Pick out every line in the entries below that contains the word "cushion", matching case exactly.

%%

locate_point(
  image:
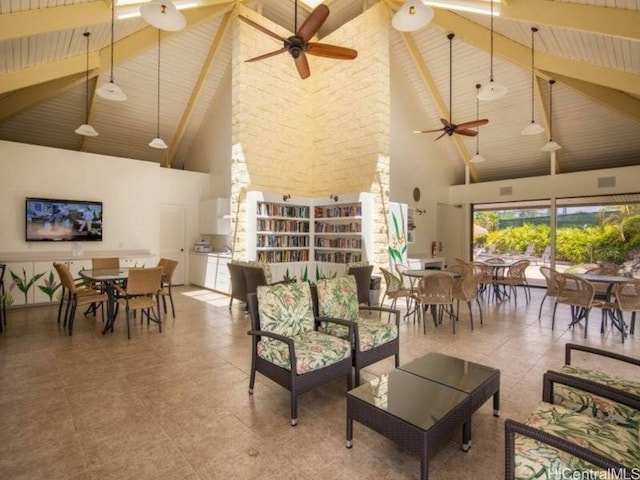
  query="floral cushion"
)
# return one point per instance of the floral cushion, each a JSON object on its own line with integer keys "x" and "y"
{"x": 314, "y": 350}
{"x": 286, "y": 309}
{"x": 338, "y": 298}
{"x": 538, "y": 460}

%%

*Full output*
  query="floral cushion"
# return one point per instance of the floral cushion, each a JSON object on its own line with integer keys "x" and "y"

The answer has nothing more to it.